ARTIGO —
——————————
Os problemas da Alemanha são susceptíveis de ser agravados por uma desaceleração nos mercados emergentes. O recente crescimento da Alemanha contou muito com a Ásia, a Europa de Leste e o Brasil. O fabricante de automóveis VW vendeu mais carros na China do que na Alemanha. A procura dos mercados emergentes para as máquinas de alta tecnologia industrial ajudaram e em muito  as exportações alemãs.

A posição da Alemanha nas negociações não é forte. Por exemplo, a Grécia deve cerca de 400 mil milhões a credores privados, mas tem estado a acrescer a sua dívida para com os  organismos públicos, tais como o FMI e o BCE, devido principalmente aos resgates financeeiros. Se a Grécia sai da zona euro  como alguns partidos políticos já ameaçaram, então os seus efeitos de repercussão  sobre os seus credores , como a Alemanha, são potencialmente calamitosos.
——————————
INSTRUÇÕES DA TAREFA —
Transcreva o trecho do artigo sobre a economia alemã entre "A posição da" e "são potencialmente calamitosos.", inclusive.

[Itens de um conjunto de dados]
——————————
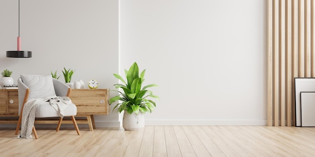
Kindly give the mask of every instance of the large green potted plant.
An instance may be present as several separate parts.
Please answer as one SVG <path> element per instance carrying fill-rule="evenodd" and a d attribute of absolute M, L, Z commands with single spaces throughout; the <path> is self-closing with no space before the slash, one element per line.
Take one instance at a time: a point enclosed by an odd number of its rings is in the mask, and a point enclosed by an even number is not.
<path fill-rule="evenodd" d="M 112 97 L 109 103 L 110 105 L 119 101 L 113 110 L 117 108 L 119 113 L 124 111 L 123 127 L 125 130 L 135 130 L 143 128 L 144 126 L 143 114 L 147 112 L 151 113 L 156 106 L 155 103 L 150 98 L 160 99 L 158 96 L 153 95 L 151 91 L 147 90 L 149 87 L 158 86 L 157 85 L 150 84 L 142 87 L 145 72 L 145 69 L 139 75 L 139 68 L 135 62 L 129 70 L 125 69 L 127 81 L 119 74 L 114 74 L 114 76 L 124 84 L 114 85 L 116 89 L 121 90 L 114 90 L 119 92 L 119 94 Z"/>
<path fill-rule="evenodd" d="M 71 69 L 67 70 L 65 67 L 63 67 L 63 70 L 64 70 L 64 71 L 61 70 L 61 71 L 62 72 L 62 74 L 63 74 L 65 84 L 68 85 L 71 88 L 73 88 L 73 83 L 70 82 L 72 75 L 73 74 L 74 71 L 73 70 L 71 70 Z"/>
<path fill-rule="evenodd" d="M 12 71 L 8 69 L 4 70 L 1 72 L 2 77 L 0 78 L 0 86 L 3 87 L 6 85 L 13 85 L 14 81 L 13 78 L 11 77 Z"/>

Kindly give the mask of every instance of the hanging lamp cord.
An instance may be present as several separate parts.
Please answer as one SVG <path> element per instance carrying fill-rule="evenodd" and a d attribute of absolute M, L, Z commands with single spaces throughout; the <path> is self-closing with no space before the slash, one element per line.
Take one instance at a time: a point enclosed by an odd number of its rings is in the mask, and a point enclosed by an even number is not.
<path fill-rule="evenodd" d="M 19 37 L 20 37 L 20 0 L 19 0 Z"/>

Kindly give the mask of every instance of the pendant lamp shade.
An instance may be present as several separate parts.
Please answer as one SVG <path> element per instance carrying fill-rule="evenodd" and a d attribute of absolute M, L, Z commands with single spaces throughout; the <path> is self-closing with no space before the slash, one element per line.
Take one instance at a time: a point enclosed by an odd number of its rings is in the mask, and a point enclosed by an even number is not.
<path fill-rule="evenodd" d="M 20 0 L 19 0 L 19 37 L 18 37 L 18 50 L 7 51 L 7 57 L 31 58 L 32 51 L 21 51 L 21 37 L 20 37 Z"/>

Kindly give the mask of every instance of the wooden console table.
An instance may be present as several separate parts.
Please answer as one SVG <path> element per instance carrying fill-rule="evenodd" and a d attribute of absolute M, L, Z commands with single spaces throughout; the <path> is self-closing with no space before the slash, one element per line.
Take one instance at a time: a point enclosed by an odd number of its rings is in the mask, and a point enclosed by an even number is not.
<path fill-rule="evenodd" d="M 94 115 L 108 114 L 108 89 L 72 89 L 70 98 L 75 104 L 76 117 L 86 117 L 87 119 L 78 118 L 77 123 L 89 124 L 90 130 L 95 128 Z M 19 95 L 18 89 L 0 89 L 0 123 L 17 123 L 19 117 Z M 57 123 L 56 119 L 36 119 L 35 123 Z M 63 123 L 72 121 L 62 121 Z"/>

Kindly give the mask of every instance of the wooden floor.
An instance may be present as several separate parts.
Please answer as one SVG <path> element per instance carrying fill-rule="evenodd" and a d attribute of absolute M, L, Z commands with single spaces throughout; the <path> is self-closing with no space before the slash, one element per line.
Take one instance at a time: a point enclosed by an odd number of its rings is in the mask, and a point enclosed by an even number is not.
<path fill-rule="evenodd" d="M 37 129 L 39 139 L 15 139 L 0 128 L 0 156 L 315 156 L 315 127 L 147 126 Z"/>

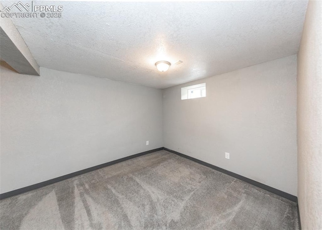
——————————
SOLUÇÃO DO EXERCÍCIO —
A posição da Alemanha nas negociações não é forte. Por exemplo, a Grécia deve cerca de 400 mil milhões a credores privados, mas tem estado a acrescer a sua dívida para com os  organismos públicos, tais como o FMI e o BCE, devido principalmente aos resgates financeeiros. Se a Grécia sai da zona euro  como alguns partidos políticos já ameaçaram, então os seus efeitos de repercussão  sobre os seus credores , como a Alemanha, são potencialmente calamitosos.